▶
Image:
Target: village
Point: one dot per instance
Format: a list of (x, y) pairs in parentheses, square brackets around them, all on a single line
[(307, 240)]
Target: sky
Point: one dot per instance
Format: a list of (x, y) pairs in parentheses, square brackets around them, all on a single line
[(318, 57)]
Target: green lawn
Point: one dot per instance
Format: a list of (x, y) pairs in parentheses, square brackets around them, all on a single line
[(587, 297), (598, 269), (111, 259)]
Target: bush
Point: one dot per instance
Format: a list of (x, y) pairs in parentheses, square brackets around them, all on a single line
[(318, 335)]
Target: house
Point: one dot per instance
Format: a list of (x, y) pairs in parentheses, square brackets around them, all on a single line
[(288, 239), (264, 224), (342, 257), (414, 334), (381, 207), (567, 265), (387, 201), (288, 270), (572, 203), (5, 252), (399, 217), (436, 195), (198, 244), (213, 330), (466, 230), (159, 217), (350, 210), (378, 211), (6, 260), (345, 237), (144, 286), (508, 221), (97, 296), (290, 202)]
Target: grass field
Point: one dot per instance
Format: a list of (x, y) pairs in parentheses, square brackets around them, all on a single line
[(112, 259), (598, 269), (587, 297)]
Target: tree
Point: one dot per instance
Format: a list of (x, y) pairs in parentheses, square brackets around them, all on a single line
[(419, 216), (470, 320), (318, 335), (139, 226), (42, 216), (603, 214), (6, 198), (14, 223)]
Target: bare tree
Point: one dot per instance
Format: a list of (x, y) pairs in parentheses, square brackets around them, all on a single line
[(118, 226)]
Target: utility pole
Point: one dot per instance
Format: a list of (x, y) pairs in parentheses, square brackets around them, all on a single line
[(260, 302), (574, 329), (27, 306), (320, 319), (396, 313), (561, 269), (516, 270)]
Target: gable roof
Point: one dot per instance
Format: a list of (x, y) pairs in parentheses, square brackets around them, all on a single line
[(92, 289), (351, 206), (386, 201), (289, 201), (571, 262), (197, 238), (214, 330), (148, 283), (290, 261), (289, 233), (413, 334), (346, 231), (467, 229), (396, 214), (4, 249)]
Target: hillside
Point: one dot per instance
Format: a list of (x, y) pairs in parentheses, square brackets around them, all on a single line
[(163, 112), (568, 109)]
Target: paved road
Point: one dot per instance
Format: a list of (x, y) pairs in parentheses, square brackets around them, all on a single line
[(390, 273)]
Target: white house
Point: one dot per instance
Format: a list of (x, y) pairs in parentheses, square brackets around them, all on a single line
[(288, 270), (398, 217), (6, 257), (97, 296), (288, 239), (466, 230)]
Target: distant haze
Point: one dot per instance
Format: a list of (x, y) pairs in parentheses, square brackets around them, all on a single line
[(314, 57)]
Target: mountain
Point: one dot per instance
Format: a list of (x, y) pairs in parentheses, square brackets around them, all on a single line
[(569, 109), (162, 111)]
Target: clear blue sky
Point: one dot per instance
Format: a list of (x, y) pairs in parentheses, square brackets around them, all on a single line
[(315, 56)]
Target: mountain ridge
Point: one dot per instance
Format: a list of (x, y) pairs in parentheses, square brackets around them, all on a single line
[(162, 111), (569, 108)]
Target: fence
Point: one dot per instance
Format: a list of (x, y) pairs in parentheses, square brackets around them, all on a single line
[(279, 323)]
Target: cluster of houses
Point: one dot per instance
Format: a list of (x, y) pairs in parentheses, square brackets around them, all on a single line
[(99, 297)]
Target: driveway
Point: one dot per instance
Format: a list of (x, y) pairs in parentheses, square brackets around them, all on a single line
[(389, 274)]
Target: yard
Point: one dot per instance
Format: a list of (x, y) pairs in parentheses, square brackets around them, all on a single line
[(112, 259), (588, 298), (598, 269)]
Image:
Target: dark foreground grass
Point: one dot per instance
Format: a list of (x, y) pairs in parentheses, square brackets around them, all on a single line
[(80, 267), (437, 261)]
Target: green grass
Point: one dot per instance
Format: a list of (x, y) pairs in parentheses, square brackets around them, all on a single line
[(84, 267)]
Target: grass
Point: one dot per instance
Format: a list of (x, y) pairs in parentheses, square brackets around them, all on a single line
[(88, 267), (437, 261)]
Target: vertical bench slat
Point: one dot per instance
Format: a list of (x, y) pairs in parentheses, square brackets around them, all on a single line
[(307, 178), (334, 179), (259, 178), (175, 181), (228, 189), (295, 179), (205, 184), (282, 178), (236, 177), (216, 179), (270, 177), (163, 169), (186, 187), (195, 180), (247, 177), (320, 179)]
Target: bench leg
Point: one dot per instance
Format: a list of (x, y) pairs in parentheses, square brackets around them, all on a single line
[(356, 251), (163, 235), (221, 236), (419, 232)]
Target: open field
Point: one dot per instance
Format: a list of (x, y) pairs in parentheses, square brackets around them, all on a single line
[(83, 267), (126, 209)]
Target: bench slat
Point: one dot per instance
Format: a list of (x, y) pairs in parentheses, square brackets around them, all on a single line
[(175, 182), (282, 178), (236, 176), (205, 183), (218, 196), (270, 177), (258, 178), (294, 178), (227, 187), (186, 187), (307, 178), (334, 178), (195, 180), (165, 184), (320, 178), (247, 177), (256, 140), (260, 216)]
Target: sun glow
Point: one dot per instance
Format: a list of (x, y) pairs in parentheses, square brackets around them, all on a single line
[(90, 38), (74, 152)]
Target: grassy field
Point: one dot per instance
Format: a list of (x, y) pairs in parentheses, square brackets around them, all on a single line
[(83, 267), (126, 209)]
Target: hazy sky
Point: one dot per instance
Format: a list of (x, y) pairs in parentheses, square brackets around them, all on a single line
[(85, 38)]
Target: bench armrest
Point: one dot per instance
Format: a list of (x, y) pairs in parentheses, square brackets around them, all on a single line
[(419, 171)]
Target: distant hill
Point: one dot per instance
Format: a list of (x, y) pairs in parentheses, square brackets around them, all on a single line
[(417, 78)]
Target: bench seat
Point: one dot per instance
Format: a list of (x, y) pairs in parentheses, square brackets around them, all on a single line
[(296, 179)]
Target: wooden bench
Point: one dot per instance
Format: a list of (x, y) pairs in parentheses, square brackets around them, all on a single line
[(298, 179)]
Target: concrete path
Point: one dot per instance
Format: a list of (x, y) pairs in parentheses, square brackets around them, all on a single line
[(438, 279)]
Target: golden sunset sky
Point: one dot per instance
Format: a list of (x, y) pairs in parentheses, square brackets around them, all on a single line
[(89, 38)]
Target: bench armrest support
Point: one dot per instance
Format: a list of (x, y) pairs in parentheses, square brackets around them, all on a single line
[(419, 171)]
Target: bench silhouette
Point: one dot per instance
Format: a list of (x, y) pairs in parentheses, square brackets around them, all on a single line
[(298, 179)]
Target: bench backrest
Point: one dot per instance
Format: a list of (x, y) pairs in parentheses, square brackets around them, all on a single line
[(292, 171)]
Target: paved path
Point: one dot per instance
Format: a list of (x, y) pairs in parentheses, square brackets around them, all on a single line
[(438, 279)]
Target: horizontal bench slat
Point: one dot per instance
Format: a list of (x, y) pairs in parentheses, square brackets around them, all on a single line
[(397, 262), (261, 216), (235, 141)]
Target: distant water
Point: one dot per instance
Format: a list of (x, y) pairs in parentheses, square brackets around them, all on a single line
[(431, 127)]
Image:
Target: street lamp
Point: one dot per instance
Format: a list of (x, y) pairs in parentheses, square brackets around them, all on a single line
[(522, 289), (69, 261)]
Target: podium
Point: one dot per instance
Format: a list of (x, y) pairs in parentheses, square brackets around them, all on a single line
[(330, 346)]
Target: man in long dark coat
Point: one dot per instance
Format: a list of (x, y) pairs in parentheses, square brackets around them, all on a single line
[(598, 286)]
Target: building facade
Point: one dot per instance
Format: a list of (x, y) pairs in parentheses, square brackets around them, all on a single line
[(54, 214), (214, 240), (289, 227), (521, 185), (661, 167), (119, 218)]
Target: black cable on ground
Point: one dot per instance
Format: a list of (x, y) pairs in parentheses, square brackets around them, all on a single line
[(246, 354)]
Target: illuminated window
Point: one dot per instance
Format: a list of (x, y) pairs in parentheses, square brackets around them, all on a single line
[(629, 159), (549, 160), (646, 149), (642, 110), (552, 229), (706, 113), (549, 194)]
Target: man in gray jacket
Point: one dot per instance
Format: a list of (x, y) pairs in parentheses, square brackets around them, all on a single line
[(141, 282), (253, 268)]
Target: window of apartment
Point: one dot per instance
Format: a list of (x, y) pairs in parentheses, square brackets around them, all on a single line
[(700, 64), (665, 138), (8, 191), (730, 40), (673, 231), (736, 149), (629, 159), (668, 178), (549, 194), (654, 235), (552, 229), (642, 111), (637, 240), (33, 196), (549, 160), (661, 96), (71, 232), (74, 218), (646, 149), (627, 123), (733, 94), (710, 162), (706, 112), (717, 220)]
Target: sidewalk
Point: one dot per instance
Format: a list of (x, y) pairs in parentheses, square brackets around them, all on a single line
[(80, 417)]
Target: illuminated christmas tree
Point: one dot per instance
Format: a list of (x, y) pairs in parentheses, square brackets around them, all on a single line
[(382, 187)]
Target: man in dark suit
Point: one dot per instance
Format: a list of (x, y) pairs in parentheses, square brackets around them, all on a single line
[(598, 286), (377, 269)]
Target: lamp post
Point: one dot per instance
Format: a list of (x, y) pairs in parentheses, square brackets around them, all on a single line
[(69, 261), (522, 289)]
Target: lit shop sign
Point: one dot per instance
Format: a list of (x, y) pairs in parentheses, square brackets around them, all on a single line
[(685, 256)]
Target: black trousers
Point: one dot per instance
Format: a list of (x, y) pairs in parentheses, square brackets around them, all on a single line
◀
* [What is expected]
The word "dark" occurs in some lines of the data above; report how many such lines there are, with no other words.

* [Answer box]
3